◆ Exercise ◆
Could you copy out all the lines in the material below where the word "parked" occurs?

**** Data provided ****

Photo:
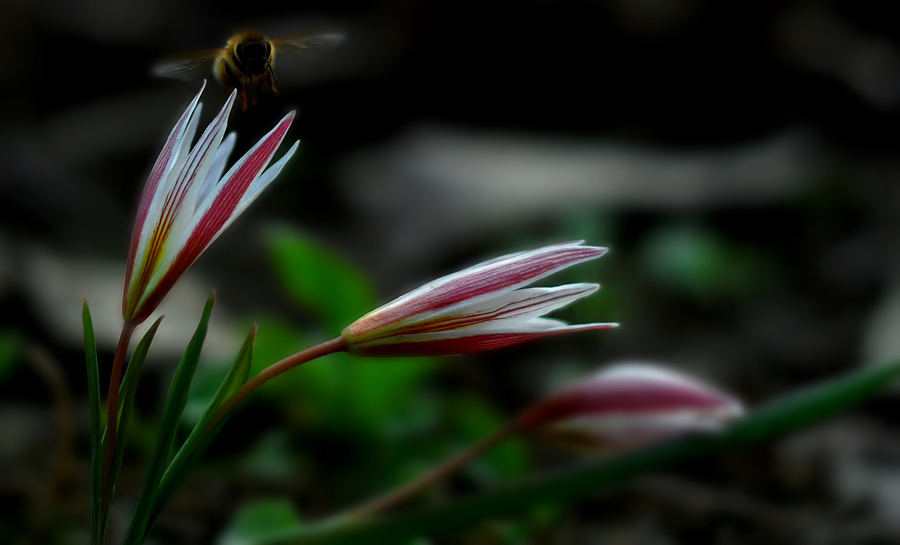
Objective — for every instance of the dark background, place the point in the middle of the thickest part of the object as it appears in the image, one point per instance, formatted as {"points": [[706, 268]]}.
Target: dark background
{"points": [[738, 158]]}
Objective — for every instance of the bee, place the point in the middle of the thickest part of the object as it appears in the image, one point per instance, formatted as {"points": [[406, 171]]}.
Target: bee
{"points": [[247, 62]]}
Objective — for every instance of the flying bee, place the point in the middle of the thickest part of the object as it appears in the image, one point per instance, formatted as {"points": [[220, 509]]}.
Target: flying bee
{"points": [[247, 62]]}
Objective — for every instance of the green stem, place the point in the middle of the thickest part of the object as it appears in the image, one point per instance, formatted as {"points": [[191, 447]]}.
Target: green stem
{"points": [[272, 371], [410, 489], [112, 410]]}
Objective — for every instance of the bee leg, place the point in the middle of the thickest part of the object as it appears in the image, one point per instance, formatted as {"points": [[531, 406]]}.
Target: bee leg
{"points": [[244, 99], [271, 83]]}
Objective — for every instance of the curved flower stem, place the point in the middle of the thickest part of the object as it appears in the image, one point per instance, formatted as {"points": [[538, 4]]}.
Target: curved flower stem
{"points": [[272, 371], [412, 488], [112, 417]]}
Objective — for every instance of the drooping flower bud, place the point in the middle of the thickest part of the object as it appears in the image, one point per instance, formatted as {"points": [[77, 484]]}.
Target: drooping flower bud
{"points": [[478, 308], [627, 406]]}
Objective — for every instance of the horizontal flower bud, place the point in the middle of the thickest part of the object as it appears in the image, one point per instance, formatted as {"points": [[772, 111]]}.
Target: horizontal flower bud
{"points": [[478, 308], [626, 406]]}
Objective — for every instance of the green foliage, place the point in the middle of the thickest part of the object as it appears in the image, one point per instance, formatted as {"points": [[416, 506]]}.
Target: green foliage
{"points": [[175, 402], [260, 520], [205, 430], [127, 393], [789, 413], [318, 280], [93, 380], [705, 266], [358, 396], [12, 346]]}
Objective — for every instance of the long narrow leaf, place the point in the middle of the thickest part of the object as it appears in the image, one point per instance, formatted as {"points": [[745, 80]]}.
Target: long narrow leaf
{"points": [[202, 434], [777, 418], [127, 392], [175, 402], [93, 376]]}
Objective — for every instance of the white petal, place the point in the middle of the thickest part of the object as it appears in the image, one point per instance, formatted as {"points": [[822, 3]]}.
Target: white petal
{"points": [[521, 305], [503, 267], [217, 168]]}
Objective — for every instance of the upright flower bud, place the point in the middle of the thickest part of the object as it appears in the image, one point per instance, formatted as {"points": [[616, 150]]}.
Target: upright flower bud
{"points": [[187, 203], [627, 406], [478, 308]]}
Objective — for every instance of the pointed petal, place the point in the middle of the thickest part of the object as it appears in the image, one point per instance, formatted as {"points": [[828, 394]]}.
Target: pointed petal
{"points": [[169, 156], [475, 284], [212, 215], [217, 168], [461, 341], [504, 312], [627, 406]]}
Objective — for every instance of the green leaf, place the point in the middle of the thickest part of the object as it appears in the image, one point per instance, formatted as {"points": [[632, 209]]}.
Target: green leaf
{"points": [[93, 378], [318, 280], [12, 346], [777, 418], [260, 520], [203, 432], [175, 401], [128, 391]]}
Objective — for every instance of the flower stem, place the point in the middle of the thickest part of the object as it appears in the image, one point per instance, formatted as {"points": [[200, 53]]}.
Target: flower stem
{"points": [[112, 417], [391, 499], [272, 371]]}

****
**** Data provided ****

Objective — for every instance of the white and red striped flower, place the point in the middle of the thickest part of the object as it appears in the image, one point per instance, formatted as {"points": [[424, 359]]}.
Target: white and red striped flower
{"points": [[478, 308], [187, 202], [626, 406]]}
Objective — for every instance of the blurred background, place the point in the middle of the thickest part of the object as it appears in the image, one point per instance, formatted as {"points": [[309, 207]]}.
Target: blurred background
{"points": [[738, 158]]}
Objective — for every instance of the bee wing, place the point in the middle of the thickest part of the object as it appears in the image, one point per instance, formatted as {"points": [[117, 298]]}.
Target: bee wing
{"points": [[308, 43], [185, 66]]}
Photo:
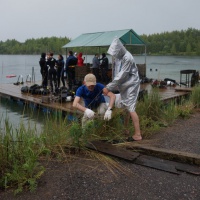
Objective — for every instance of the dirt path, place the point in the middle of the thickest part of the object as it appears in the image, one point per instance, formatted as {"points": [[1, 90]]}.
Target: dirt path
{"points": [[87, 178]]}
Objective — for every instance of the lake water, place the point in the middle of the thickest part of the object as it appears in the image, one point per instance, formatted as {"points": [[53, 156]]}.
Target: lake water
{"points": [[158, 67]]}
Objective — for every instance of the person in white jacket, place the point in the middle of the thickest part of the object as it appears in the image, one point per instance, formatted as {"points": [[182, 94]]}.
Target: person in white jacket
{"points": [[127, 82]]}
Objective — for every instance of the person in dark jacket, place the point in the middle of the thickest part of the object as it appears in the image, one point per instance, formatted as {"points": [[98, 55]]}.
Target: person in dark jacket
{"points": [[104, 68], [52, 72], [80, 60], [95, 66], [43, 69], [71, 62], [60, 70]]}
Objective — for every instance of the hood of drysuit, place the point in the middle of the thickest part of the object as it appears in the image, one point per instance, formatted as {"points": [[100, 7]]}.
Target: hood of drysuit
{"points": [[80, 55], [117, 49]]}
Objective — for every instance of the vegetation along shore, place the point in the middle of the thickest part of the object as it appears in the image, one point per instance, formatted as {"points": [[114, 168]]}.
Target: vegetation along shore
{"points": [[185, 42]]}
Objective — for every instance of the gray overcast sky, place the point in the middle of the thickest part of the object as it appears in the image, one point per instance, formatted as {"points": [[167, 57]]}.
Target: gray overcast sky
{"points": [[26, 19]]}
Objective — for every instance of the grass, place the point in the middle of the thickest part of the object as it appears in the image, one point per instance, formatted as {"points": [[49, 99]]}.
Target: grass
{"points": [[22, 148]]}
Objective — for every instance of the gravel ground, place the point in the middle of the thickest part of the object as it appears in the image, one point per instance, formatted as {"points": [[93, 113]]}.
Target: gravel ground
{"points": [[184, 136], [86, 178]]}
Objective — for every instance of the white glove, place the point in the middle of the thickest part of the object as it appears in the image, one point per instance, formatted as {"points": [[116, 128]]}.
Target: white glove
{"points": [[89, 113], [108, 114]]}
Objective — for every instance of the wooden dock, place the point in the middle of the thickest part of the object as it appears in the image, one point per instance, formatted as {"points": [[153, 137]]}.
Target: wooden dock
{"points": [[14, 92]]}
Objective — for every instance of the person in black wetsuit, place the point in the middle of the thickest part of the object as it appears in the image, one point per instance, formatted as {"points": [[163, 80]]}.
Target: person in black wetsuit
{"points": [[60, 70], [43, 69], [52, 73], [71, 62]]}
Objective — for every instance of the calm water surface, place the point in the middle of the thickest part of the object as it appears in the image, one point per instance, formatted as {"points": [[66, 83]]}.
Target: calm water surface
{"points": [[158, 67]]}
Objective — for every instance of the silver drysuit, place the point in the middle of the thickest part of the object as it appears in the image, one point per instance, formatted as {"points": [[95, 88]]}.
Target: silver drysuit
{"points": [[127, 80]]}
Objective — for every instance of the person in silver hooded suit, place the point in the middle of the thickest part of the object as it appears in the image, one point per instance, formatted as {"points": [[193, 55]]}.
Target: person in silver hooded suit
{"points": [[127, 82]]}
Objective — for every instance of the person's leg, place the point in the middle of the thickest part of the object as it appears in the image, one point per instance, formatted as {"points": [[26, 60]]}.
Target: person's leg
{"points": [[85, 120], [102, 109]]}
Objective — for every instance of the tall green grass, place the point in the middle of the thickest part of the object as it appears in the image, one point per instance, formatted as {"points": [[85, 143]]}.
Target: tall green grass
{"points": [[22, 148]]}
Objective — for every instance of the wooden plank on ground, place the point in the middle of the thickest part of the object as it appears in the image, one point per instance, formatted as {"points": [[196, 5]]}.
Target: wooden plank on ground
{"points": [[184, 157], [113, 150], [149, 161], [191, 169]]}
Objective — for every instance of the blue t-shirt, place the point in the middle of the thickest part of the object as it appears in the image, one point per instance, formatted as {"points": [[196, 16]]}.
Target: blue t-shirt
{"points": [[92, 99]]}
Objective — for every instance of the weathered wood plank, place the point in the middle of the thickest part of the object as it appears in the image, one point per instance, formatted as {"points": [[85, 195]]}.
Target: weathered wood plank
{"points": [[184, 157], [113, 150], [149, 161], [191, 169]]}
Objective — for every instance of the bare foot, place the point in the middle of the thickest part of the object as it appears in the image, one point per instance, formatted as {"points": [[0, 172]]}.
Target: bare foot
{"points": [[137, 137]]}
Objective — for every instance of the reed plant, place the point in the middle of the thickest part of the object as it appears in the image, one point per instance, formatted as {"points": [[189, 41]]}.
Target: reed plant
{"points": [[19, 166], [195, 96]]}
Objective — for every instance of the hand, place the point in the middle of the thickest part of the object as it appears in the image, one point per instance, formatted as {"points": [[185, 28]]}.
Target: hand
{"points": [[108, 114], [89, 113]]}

****
**** Data provided ****

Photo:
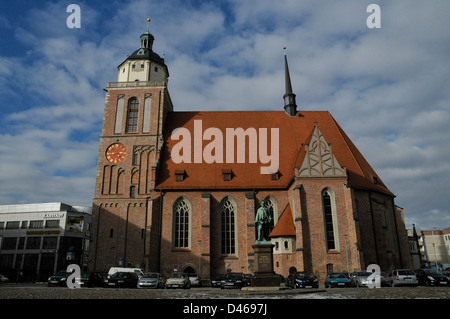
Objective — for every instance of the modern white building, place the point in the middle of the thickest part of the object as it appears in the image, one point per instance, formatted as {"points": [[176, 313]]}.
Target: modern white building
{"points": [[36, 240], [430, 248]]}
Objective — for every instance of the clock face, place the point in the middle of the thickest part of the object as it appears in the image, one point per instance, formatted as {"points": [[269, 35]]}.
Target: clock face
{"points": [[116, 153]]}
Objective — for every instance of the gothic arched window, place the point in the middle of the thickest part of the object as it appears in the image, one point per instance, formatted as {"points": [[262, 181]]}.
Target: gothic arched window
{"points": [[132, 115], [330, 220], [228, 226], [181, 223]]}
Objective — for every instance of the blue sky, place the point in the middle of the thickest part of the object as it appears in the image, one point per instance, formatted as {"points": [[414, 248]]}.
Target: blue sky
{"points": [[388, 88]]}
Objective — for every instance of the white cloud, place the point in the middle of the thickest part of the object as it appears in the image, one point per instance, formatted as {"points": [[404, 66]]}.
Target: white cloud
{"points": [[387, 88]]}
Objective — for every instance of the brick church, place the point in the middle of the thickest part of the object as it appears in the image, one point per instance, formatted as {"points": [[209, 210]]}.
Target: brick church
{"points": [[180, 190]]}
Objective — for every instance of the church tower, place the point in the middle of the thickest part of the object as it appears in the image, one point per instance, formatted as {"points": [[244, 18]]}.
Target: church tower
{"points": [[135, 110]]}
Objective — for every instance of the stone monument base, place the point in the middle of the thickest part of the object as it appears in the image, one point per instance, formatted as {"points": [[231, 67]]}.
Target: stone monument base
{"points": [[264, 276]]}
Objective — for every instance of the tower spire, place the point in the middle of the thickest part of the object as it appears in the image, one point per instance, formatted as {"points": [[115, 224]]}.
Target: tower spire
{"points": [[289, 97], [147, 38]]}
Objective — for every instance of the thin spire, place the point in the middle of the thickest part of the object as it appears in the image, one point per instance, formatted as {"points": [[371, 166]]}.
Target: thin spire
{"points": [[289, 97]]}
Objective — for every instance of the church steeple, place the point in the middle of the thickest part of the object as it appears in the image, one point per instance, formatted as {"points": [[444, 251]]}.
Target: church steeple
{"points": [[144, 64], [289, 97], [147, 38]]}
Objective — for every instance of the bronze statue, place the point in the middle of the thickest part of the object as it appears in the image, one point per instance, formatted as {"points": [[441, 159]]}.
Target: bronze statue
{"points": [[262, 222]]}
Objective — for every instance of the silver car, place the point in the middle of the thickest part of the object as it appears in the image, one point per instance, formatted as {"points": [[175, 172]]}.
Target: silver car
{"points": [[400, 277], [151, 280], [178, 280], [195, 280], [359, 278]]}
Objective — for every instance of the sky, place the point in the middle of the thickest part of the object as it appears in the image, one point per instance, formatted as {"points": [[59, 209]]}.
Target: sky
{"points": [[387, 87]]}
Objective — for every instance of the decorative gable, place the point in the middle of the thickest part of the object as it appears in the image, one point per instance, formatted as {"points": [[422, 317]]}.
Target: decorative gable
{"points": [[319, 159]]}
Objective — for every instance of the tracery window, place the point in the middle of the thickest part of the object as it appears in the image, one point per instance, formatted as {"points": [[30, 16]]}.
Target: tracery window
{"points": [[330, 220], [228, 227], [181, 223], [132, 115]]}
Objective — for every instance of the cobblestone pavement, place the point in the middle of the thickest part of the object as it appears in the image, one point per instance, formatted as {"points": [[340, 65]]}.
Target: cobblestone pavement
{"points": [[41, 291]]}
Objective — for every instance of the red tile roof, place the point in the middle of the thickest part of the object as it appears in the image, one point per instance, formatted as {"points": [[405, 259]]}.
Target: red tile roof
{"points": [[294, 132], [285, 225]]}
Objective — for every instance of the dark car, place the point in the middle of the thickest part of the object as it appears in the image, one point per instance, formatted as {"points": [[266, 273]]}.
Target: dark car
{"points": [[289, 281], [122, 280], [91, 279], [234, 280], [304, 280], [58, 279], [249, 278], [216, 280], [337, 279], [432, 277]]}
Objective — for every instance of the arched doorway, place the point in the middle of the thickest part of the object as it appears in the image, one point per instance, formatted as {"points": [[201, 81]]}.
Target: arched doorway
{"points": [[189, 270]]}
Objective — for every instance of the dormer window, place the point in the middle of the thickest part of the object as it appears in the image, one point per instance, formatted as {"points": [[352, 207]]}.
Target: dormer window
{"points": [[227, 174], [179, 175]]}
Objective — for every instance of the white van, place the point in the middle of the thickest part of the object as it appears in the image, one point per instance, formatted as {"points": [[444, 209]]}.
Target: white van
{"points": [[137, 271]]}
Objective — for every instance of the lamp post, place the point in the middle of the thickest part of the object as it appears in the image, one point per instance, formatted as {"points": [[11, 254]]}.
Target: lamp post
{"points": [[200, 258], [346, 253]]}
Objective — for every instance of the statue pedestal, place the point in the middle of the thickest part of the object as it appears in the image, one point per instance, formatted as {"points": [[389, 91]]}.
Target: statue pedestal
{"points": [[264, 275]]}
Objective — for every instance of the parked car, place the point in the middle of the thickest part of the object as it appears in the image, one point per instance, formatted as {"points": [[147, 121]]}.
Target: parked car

****

◆ Exercise response ◆
Objective — for every instance of the parked car, place the point in the middle of the thickest part of the object as it appears in the image, one point per instance, formatted as {"points": [[147, 121]]}.
Target: parked car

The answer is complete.